### Requirement
From the data below, tally each line that has "forest" in it, then give that tally without comment.

**** Record extracts ****

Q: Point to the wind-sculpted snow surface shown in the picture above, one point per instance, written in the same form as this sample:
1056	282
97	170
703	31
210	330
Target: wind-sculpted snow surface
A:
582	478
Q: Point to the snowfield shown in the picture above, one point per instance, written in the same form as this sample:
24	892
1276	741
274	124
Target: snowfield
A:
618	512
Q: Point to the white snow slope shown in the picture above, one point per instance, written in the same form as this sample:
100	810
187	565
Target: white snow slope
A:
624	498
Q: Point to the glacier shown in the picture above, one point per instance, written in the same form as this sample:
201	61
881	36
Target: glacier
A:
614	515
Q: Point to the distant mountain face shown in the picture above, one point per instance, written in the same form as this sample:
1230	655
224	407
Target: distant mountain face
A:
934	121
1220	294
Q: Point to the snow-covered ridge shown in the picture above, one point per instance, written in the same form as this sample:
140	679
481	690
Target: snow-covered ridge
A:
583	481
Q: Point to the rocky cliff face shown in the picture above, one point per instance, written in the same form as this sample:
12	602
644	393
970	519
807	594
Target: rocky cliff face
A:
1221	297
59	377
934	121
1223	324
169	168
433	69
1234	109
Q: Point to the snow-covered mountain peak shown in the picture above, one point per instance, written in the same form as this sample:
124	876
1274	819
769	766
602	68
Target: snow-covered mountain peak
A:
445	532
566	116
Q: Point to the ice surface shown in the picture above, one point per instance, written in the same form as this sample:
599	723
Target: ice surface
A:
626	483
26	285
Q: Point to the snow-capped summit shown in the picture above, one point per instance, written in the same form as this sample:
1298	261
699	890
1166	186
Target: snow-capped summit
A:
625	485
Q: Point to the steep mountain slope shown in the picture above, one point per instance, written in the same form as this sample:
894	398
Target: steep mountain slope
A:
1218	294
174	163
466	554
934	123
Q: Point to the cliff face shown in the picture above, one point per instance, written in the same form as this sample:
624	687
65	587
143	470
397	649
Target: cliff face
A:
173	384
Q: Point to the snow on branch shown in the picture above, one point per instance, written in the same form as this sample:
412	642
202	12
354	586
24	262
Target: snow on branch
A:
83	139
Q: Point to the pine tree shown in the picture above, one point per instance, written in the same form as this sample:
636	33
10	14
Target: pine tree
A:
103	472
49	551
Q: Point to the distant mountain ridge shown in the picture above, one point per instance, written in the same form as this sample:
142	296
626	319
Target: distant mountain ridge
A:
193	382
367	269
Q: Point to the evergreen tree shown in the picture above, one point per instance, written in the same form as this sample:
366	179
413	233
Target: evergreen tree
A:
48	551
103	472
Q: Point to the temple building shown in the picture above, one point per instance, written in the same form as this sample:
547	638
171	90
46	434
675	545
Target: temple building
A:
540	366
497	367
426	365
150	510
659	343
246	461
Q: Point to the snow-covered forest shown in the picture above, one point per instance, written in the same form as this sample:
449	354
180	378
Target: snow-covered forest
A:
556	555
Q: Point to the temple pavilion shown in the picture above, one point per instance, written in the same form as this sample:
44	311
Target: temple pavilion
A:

****

### Solved exercise
2